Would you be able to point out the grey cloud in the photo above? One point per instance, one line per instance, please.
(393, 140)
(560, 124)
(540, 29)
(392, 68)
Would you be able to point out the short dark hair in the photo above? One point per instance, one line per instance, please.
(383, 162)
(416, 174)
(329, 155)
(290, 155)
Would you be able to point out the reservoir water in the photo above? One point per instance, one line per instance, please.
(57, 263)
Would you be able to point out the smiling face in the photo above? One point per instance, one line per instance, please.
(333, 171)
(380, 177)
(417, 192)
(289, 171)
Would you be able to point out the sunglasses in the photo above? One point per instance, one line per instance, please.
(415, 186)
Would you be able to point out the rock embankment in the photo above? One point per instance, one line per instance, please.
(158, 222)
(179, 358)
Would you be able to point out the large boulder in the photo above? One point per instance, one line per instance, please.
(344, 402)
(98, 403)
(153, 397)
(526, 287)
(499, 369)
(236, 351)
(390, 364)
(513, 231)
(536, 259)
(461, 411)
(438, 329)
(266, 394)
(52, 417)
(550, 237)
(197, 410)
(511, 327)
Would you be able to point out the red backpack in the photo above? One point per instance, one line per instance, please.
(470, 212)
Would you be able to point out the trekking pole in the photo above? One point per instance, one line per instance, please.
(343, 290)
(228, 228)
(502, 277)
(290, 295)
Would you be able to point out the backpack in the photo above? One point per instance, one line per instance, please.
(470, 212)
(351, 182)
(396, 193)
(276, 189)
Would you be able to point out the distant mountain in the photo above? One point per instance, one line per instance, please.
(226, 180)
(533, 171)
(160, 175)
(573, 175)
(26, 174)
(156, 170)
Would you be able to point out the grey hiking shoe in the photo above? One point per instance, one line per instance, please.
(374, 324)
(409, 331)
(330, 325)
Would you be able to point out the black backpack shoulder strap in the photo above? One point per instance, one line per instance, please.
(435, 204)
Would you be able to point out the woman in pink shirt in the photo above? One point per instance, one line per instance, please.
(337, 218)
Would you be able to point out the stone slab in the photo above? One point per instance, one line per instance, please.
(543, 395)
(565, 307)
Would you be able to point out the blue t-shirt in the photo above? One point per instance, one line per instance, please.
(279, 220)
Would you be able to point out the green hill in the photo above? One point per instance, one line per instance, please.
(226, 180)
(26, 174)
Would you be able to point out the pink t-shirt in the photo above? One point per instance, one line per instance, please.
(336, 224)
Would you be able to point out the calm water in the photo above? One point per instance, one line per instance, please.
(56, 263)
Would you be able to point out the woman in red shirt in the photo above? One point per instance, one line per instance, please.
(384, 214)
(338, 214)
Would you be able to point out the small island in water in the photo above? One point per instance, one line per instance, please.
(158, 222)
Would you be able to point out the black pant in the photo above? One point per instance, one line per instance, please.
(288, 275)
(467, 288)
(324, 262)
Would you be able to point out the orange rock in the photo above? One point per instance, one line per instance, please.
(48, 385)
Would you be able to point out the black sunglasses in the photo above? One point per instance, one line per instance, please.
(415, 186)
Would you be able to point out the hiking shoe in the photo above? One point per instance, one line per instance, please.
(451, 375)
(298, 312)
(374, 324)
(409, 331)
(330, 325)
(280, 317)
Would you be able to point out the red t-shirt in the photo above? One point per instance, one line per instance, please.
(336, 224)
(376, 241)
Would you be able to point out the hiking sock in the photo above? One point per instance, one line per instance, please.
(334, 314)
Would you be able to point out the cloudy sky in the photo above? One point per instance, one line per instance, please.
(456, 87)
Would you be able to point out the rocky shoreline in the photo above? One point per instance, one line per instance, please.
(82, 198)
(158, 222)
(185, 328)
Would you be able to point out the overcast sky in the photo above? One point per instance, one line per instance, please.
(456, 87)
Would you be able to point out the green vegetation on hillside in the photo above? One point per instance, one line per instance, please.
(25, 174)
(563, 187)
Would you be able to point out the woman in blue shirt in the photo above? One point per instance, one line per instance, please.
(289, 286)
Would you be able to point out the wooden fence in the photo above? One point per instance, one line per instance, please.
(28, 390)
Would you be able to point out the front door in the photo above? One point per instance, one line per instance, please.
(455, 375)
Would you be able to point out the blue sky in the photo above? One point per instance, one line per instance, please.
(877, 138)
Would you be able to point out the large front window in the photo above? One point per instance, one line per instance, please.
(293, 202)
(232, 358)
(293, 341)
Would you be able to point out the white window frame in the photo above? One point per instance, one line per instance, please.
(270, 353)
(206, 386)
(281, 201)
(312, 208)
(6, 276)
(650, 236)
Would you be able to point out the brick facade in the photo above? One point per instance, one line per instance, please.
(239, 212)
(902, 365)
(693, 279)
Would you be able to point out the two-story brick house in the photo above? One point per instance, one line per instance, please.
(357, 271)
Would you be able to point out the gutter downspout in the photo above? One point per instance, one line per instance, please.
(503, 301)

▬▬▬▬▬▬

Give back every line of the data above exactly as written.

Would you be able to point out the grey cloud in the photo above? One point per instance, one line per instance, please.
(393, 140)
(560, 124)
(540, 29)
(392, 68)
Would you be able to point out the short dark hair in the photo above? One point per instance, one line per instance, please.
(383, 162)
(416, 174)
(329, 155)
(290, 155)
Would you be able to point out the reservoir water in the photo above? One point per instance, one line per instance, please.
(57, 263)
Would you be able to point out the smiling face in the photo above? One point per instance, one line per instance, please.
(333, 171)
(380, 177)
(417, 192)
(289, 171)
Would you be able to point out the sunglasses in the photo above? One point per instance, one line per instance, please.
(415, 186)
Would you be able to point out the rock embankment in the photo above? One point per instance, one line per instance, please.
(158, 222)
(179, 358)
Would you be able to point out the large boulder in the photo above? One point per instance, one line per instance, please.
(344, 402)
(98, 403)
(153, 397)
(526, 287)
(499, 369)
(236, 351)
(390, 364)
(513, 231)
(536, 259)
(461, 411)
(438, 329)
(266, 394)
(52, 417)
(550, 237)
(197, 410)
(511, 327)
Would you be able to point out the red backpack in the photo above? One point per instance, one line per instance, please.
(470, 212)
Would you be able to point out the trekking pole in the photo above? One point per instance, one line per instance, please.
(343, 290)
(228, 228)
(502, 277)
(290, 295)
Would you be able to point out the backpack in the photo above? One point per instance, one line per instance, please.
(470, 212)
(351, 182)
(396, 193)
(276, 189)
Would you be able to point out the distant mountain in the photo above? One point per instance, one line per instance, please.
(226, 180)
(533, 171)
(160, 175)
(573, 175)
(26, 174)
(156, 170)
Would you be able to point out the grey hiking shoe in the photo above? One point per instance, one line per instance, please.
(374, 324)
(409, 331)
(330, 325)
Would you be able to point out the black backpack shoulder strap in the photo above? One point per instance, one line per instance, please.
(435, 204)
Would you be able to point out the woman in pink shirt in the photo above? One point per instance, one line per instance, please.
(337, 218)
Would you be able to point out the stone slab in the photo above? One point per instance, one line per instance, please.
(543, 395)
(565, 307)
Would you be able to point out the blue t-shirt in the photo above? One point per instance, one line per instance, please.
(279, 220)
Would you be able to point out the green hill in the photo above? One point per instance, one line per instance, please.
(226, 180)
(26, 174)
Would you be able to point out the pink t-shirt in the photo above? One point per instance, one line per instance, please.
(336, 224)
Would you be able to point out the calm water in the photo above? One point per instance, one line per instance, please.
(56, 263)
Would you be able to point out the woman in red shirt in the photo above? One point per instance, one line per instance, please.
(384, 214)
(338, 214)
Would you be able to point out the small island in water in the photo above? One point per instance, one line per instance, please.
(158, 222)
Would you be able to point out the black pant in the photo above? One point per instance, one line per instance, please.
(288, 275)
(467, 288)
(324, 262)
Would you be able to point out the orange rock in the photo above? One point per instance, one line per instance, please.
(48, 385)
Would you be able to point out the black sunglasses in the photo above? One point per instance, one line per instance, please.
(415, 186)
Would you be able to point out the hiking shoe in the photo above? One point per instance, one line per instance, please.
(451, 375)
(298, 312)
(374, 324)
(409, 331)
(330, 325)
(280, 317)
Would you be able to point out the red t-shirt in the photo above? One point per instance, one line per instance, please.
(336, 224)
(376, 241)
Would you be able to point out the hiking sock in the photo above? One point per instance, one line per instance, please.
(334, 314)
Would you be able to point out the cloudy sky in the photo above? One point per instance, one line per instance, please.
(456, 87)
Would you be able to point out the rocky shoreline in the photo above? One point per instance, one line per instance, please.
(82, 198)
(158, 222)
(185, 328)
Would you be able to point out the overcast sky in the photo above? One point per instance, one line per instance, please.
(456, 87)
Would you be able to point out the green vegetation on hillside in the photo above? One point per instance, one line per instance, please.
(25, 174)
(563, 187)
Would you be able to point out the woman in blue shirt in the photo above? One point per instance, one line per instance, please.
(289, 286)
Would you be able to point out the wooden fence in the photo above? One point per instance, one line per instance, please.
(28, 390)
Would you be able to point out the front door in the photo above? One point per instance, one line per instance, please.
(455, 375)
Would you be able to point out the blue sky in the photo above? One point per instance, one line per instance, please.
(877, 138)
Would you be able to point out the large front window in the photo above? One point per instance, one line per instance, please.
(293, 202)
(232, 358)
(293, 341)
Would you be able to point out the white window frame in the photo above? One point per instance, one line per instance, please.
(270, 353)
(206, 386)
(281, 201)
(312, 208)
(6, 276)
(650, 236)
Would you be able to point out the brick facade in the photo above? One point per instance, one line per instance, please.
(239, 212)
(902, 365)
(693, 279)
Would you be able to point out the two-story brick house in the photo above? One point per instance, one line per instance, please.
(357, 271)
Would you be able to point out the gutter downspout in the photo above? One point per instance, one line per instance, please.
(503, 301)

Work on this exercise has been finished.